> _What is required_
Which lines in the records below contain the word "alloy"? Copy each such line in full, treating uppercase and lowercase as different.

> _Data entries_
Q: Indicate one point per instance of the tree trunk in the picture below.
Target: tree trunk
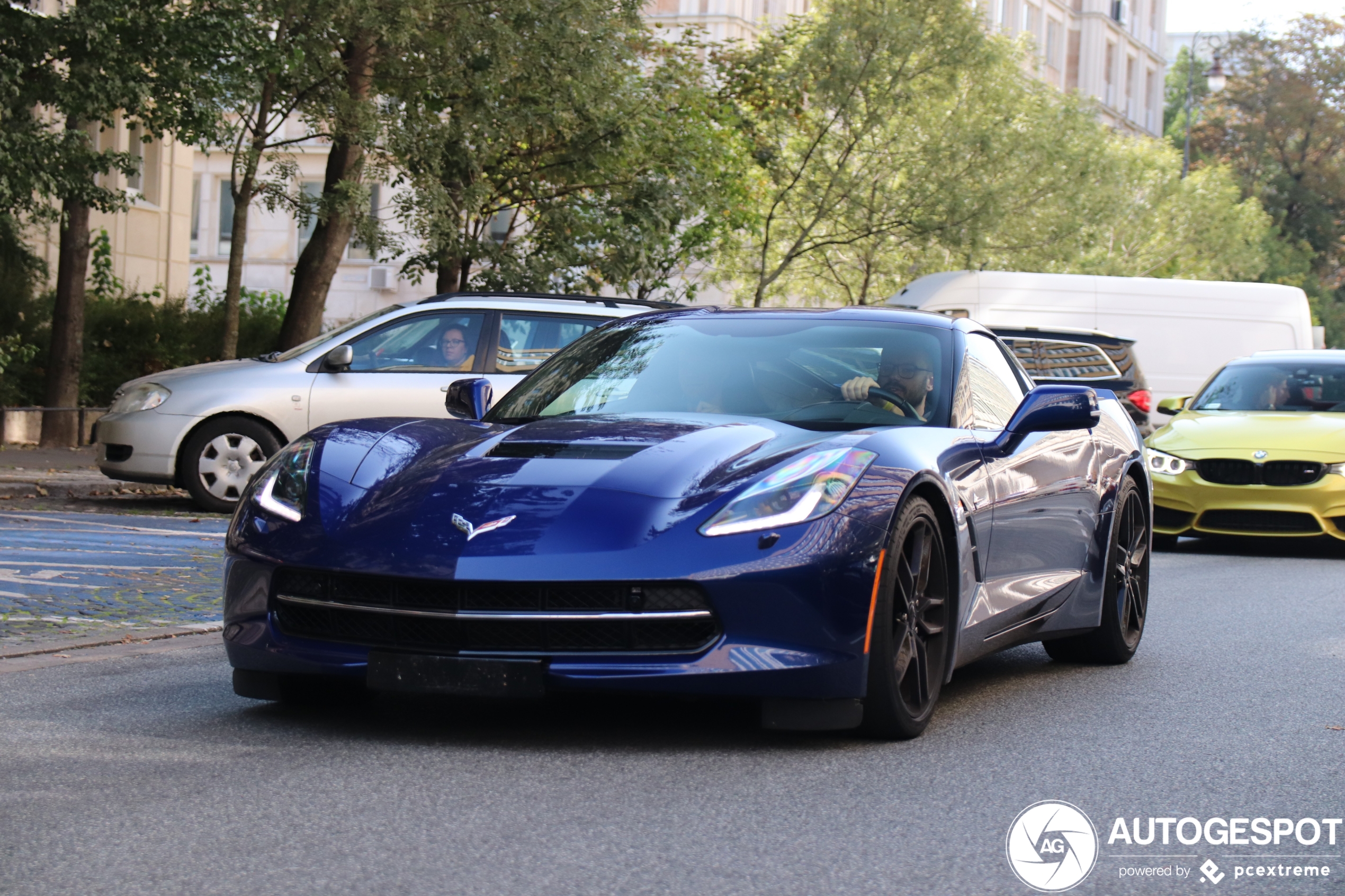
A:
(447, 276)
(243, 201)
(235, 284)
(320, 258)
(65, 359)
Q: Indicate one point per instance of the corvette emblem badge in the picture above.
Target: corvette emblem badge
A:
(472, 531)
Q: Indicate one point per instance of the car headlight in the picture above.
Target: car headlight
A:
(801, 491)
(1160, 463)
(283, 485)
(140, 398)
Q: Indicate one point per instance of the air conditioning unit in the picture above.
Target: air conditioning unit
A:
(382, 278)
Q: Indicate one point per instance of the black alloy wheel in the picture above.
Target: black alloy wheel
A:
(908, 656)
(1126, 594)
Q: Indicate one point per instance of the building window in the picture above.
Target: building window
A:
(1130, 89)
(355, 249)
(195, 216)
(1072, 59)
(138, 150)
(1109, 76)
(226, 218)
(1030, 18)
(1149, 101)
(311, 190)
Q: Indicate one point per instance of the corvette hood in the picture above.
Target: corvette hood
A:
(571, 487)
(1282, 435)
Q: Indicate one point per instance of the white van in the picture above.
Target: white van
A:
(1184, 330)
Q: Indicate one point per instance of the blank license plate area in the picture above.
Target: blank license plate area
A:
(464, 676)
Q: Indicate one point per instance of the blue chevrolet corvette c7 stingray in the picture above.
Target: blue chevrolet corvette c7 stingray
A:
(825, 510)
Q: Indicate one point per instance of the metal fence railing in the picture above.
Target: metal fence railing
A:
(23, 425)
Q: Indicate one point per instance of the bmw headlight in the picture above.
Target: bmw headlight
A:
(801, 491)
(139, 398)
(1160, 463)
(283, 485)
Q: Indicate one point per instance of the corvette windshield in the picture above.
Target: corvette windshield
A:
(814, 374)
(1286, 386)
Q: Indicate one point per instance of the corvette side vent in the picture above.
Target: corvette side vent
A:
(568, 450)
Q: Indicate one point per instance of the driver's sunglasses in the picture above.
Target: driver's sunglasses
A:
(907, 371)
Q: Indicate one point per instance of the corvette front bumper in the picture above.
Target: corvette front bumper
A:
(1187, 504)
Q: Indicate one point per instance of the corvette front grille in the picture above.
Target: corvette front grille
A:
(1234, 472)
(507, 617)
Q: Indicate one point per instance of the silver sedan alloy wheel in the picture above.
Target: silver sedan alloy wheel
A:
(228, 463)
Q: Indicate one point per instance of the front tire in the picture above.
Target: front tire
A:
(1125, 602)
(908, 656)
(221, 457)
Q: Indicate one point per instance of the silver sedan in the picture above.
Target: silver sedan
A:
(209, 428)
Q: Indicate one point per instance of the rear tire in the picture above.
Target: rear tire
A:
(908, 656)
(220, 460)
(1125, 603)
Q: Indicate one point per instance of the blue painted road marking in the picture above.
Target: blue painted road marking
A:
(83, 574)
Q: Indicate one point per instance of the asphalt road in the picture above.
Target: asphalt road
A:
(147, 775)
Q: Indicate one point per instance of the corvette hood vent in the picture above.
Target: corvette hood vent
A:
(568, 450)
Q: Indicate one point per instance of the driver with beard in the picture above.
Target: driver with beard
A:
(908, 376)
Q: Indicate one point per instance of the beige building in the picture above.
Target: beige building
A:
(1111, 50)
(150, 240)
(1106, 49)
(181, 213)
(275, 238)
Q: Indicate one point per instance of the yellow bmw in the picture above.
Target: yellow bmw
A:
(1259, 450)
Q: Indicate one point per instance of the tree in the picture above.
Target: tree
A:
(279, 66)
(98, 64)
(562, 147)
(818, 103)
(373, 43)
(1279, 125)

...

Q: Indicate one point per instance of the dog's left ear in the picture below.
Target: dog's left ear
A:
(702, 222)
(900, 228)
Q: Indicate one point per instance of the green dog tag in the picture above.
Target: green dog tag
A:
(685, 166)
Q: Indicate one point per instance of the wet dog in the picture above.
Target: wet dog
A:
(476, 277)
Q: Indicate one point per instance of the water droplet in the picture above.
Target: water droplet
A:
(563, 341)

--

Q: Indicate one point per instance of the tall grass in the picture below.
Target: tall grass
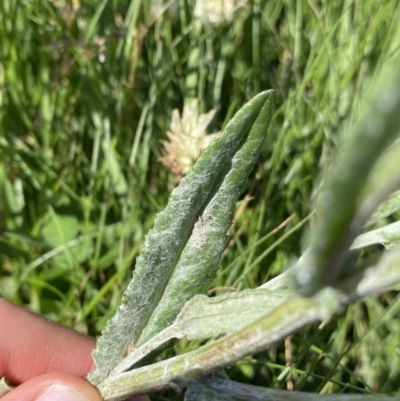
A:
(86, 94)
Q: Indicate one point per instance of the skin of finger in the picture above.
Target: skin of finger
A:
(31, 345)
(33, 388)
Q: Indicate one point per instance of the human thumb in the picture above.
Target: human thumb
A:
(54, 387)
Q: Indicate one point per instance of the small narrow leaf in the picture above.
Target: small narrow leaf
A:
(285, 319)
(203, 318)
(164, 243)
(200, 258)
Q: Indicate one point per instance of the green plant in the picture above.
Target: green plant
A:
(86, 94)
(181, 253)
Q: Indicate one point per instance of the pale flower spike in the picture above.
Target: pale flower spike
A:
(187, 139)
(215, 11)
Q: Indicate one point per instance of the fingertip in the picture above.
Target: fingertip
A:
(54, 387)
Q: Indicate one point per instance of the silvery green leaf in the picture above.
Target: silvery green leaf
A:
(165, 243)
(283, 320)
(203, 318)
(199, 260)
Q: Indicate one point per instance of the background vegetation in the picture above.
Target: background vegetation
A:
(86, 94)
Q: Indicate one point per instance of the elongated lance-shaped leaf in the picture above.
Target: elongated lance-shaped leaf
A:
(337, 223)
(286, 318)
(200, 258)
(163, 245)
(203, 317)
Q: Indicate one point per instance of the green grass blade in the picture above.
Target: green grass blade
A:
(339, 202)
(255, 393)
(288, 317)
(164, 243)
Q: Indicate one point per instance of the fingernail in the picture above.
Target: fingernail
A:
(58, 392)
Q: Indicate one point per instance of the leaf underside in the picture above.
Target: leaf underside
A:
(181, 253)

> _The answer_
Q: Indicate one point per instance of the black alloy wheel in the picture above.
Target: black alloy wheel
Q: Indicate one point per instance of the silver sedan alloy wheel in the picture above.
Target: silver sedan alloy wheel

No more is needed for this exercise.